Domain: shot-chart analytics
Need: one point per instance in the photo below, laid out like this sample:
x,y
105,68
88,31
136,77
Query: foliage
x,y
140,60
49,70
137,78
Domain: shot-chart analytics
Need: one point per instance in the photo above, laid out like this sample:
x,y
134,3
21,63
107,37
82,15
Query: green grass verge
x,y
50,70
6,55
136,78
━━━━━━
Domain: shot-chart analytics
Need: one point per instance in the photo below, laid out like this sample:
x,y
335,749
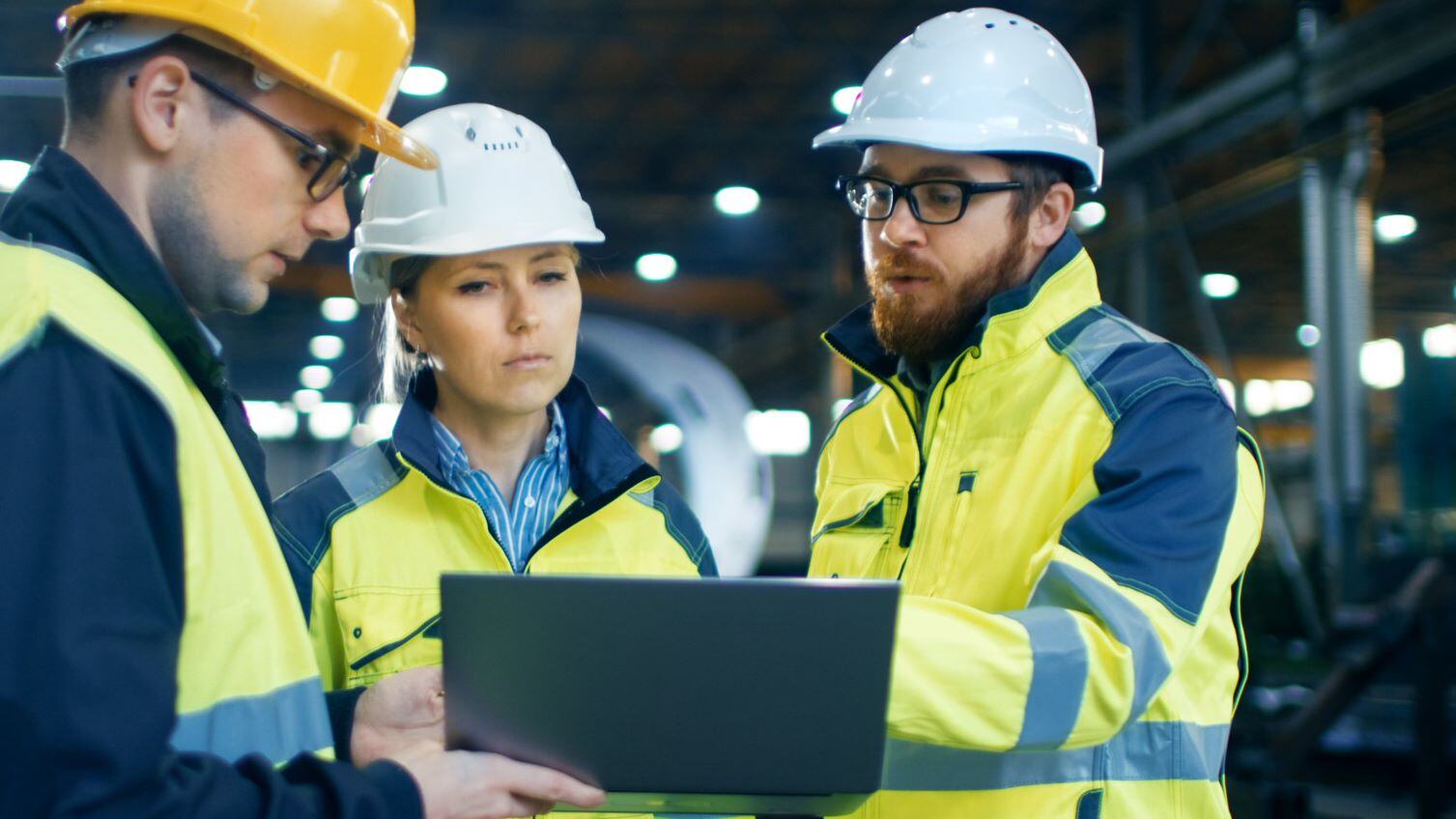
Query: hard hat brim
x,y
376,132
━━━━━━
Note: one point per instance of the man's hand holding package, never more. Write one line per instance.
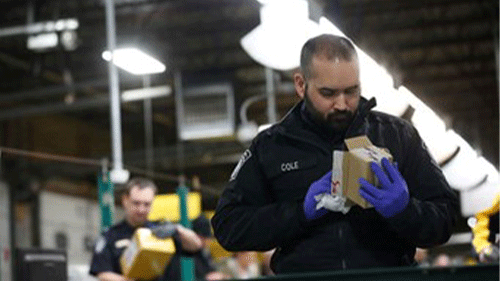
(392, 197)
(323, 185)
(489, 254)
━━━━━━
Work to do — Pull out each line of the records that contains the string "point", treating uppercase and lowercase as different.

Answer in full —
Need: one point per instance in the photo below, laid out like this sample:
Need: one point per instance in the photo above, laid out like this sample:
Need: one point per instance in the photo below, laid out like this sample:
Note: one point per instance of the man's hand holding package, never more. Write one line per instance.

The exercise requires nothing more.